Reproduce the records below exactly, leaving out any pictures.

**Data provided**
+++++
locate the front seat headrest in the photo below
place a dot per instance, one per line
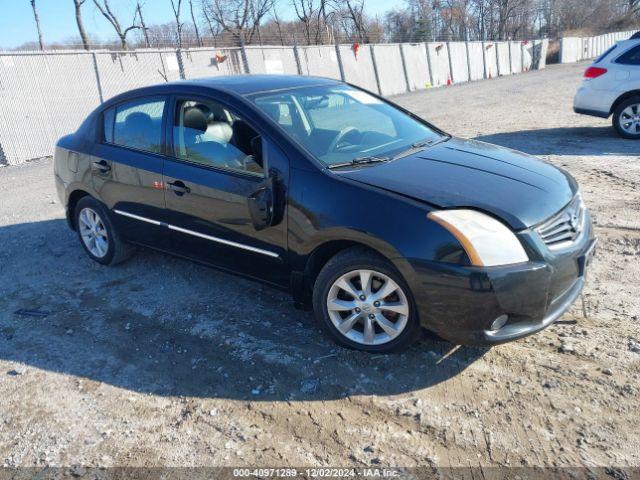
(195, 119)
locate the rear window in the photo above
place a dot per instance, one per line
(136, 124)
(631, 57)
(602, 57)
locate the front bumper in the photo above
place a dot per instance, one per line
(461, 303)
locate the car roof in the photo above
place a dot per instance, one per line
(250, 84)
(235, 84)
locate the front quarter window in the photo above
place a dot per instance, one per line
(339, 124)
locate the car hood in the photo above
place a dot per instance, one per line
(514, 186)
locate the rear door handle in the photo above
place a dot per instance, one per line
(178, 188)
(102, 166)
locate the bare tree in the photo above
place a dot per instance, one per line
(83, 34)
(106, 11)
(37, 19)
(241, 18)
(355, 9)
(306, 12)
(195, 24)
(179, 25)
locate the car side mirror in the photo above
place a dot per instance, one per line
(261, 205)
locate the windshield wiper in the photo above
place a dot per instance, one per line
(359, 161)
(421, 145)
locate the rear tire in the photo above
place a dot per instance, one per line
(378, 316)
(626, 118)
(97, 234)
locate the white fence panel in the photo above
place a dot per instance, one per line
(515, 53)
(273, 60)
(417, 64)
(207, 62)
(438, 55)
(459, 62)
(527, 56)
(321, 61)
(36, 111)
(390, 69)
(475, 60)
(490, 59)
(539, 54)
(63, 87)
(122, 71)
(570, 49)
(358, 66)
(504, 61)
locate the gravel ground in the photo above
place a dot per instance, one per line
(164, 362)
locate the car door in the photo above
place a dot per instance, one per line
(224, 191)
(127, 163)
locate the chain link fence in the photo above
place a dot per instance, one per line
(45, 95)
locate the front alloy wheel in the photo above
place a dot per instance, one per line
(363, 302)
(367, 307)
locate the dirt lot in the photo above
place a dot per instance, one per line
(164, 362)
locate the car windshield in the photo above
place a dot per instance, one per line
(339, 124)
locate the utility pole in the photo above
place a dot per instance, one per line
(144, 26)
(37, 19)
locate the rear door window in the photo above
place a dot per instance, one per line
(136, 124)
(631, 57)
+++++
**Answer space**
locate the front seat headrest in the photo below
place a dot per instance, one per line
(195, 119)
locate the rear window in the photo above
place a dot per instance, one per line
(136, 124)
(631, 57)
(602, 57)
locate the front bumper in the photo above
place a dot per instance, one per line
(461, 303)
locate the car roof in the photo above
place a dot per instance, one per line
(250, 84)
(235, 84)
locate the front quarter window in the photo above
place a dot per instance, one per line
(339, 124)
locate the car hood in the photo above
place a dot per instance, one per line
(514, 186)
locate the rear door handle in the photo above
place a dot per instance, one per line
(178, 188)
(102, 166)
locate the bare tree in the photo above
place a dot per instance, one per line
(83, 34)
(106, 11)
(37, 19)
(241, 18)
(355, 9)
(306, 12)
(195, 24)
(179, 25)
locate the car side mirror in the photo above
place a dot per instance, one per line
(261, 205)
locate the windshield wiper in the photo above
place a dot per instance, one per line
(359, 161)
(421, 145)
locate the rear tire in the photo above
place a dot per instance, one per line
(378, 316)
(626, 118)
(97, 234)
locate the white fence panel in the photo above
place a dot per instance, one per line
(515, 53)
(273, 60)
(417, 64)
(207, 62)
(438, 55)
(459, 62)
(527, 56)
(321, 61)
(36, 111)
(390, 69)
(475, 60)
(490, 59)
(539, 54)
(63, 87)
(122, 71)
(570, 49)
(358, 66)
(504, 61)
locate the gravel ground in the photo above
place a dot per instance, one per line
(164, 362)
locate the car door in the photo above
place a dot per instance, one per line
(224, 191)
(127, 163)
locate the chain link fence in the photo above
place a dot per instance, one per line
(45, 95)
locate the front alloy wheel in the photo above
place a dot per instance, one per line
(363, 302)
(367, 307)
locate the dirt lot in the photo above
place a dot per instance, one per line
(164, 362)
locate the car windshield in the photo above
place a dot per instance, one per line
(339, 124)
locate the utility pole in the photo above
place a dot per instance, one per line
(144, 26)
(37, 19)
locate the rear door window in the photo above
place a dot per instance, one per line
(136, 124)
(631, 57)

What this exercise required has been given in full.